• **RECORDS SHOWN**
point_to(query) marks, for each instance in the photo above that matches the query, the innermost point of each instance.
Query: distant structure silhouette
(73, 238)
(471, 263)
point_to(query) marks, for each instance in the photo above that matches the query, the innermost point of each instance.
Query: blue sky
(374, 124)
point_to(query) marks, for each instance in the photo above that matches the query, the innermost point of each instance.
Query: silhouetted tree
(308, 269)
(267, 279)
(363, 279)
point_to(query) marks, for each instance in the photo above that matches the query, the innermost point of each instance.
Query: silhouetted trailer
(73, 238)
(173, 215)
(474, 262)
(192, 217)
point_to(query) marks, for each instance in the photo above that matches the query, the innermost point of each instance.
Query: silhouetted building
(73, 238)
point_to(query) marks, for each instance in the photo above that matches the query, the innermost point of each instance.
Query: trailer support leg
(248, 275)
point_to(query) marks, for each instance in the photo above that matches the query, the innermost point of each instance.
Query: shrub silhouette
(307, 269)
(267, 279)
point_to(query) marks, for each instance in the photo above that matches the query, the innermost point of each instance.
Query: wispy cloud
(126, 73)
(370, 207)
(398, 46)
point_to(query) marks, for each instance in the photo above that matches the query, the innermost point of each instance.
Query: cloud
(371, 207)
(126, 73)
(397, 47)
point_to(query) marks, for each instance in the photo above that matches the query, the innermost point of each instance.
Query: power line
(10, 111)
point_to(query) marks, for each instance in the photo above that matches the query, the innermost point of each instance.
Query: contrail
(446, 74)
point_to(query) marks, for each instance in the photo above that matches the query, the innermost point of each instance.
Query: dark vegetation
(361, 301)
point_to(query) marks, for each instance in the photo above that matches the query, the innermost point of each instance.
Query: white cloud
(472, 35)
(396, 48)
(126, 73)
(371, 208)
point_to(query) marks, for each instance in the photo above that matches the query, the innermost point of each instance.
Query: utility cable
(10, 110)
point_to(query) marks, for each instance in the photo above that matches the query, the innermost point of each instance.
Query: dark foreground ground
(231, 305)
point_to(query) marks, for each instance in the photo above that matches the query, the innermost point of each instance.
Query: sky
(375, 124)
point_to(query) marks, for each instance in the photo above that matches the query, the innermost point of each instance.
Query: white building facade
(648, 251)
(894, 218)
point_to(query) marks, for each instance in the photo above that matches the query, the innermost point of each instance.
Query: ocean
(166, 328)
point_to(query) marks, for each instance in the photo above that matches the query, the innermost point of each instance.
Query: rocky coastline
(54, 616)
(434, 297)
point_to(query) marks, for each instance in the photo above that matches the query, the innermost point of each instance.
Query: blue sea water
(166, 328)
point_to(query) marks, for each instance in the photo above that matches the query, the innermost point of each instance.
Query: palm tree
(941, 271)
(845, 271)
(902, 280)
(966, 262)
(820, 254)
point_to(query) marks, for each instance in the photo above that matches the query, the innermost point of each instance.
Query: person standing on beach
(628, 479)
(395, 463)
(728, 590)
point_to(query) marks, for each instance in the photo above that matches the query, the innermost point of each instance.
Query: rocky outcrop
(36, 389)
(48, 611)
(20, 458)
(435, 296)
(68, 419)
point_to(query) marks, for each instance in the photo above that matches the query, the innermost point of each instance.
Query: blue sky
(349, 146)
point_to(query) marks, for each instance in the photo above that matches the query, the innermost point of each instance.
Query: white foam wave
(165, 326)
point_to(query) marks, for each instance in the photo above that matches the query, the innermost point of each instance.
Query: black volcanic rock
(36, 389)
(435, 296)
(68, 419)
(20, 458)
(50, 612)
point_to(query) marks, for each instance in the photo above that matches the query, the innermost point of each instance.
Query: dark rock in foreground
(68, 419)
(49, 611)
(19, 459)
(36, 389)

• **TASK DIRECTIONS**
Reproduce each record shown above without altering a single word.

• **SOLVED EXERCISE**
point_to(query) marks, for each instance in the photo above that matches the query, the innermost point of each instance.
Query: distant structure silhouette
(73, 238)
(471, 263)
point_to(query) marks, for each instance in the photo above that matches the query, the innermost point of each instance.
Query: blue sky
(374, 124)
point_to(query) marks, for each instance in the photo above that matches the query, the innermost point of each instance.
Query: silhouetted tree
(308, 269)
(267, 279)
(363, 279)
point_to(query) marks, for each instance in the photo above that matches the query, the innermost point of each instance.
Query: silhouetted trailer
(73, 238)
(173, 215)
(474, 262)
(192, 217)
point_to(query) marks, for each instance in the photo above that matches the query, the innermost point of each instance.
Query: silhouetted building
(73, 238)
point_to(query) marks, for each instance in the photo above that matches the query, the innermost point of each instance.
Query: trailer support leg
(248, 275)
point_to(query) marks, for each instance in the photo above that matches the query, the innermost point of each instance.
Query: shrub silhouette
(307, 269)
(267, 279)
point_to(query) marks, for each instance in the photo above that matches the query, the innermost point of each instance.
Query: wispy cloud
(126, 73)
(370, 207)
(398, 46)
point_to(query) marks, for each instance in the photo above that matches the query, the innermost point of each instance.
Query: cloud
(371, 207)
(126, 73)
(397, 47)
point_to(query) marks, for each instance in the photo above that matches the query, the innermost point of each instance.
Query: power line
(10, 111)
point_to(query) marks, for each instance in the photo above that matches the query, the innermost point of each instance.
Query: contrail
(446, 74)
point_to(query) marks, for each instance in the photo above that matches the query, the innermost point of each instance.
Query: dark vegetation
(361, 301)
point_to(query) marks, for each instance in the photo above that matches the query, the innermost point of each instance.
Query: white cloud
(472, 35)
(396, 48)
(126, 73)
(371, 208)
point_to(query) marks, for each instance in the photo above that matches the query, the innermost point of each instance.
Query: utility cable
(10, 110)
point_to(query) marks, for each instance in the photo above that matches the query, the innermost point of each instance.
Query: dark foreground ground
(231, 305)
point_to(query) marks, for each instance in the photo above that matches the query, the innermost point of each instance.
Query: sky
(375, 124)
point_to(query) marks, for each instance in the photo above that matches the query, the innermost point of each instance.
Query: white building facade
(648, 251)
(894, 218)
point_to(query) marks, for each instance in the photo above that matches the query, the innermost point of each instance.
Query: ocean
(166, 328)
point_to(query) marks, for each instance in the photo above that matches the query, the innermost point of each instance.
Query: rocky coastline
(54, 616)
(434, 297)
point_to(query) marks, for each instance in the photo above that matches the query, the innermost point of each instance.
Query: blue sea water
(166, 328)
point_to(query) marks, for each instance in the photo above that matches the query, the innermost point of each instance.
Query: palm tree
(941, 271)
(845, 271)
(902, 280)
(966, 262)
(820, 254)
point_to(query) marks, for each instance in the photo above that matches the query, the innermost point of each instance.
Query: person standing on beach
(628, 479)
(395, 463)
(728, 590)
point_to(query) marks, for each instance in the photo above that matches the query, the innermost point of each instance.
Query: rocky outcrop
(36, 389)
(48, 611)
(20, 458)
(435, 296)
(68, 419)
point_to(query) marks, for each instance in the photo above that matches the query, the innermost point of each instance.
Query: blue sky
(349, 146)
point_to(query) marks, for each instance in the photo above that matches the query, the innermost point of each instance.
Query: white foam wave
(165, 326)
point_to(query) marks, for each instance in the photo above that matches the query, the innermost point of each instance.
Query: black volcanic rock
(36, 389)
(435, 296)
(68, 419)
(20, 458)
(50, 612)
point_to(query) marks, for each instance in the photo above that matches the query, the innermost point of each instance.
Query: dark rock in foreground
(68, 419)
(49, 611)
(19, 459)
(36, 389)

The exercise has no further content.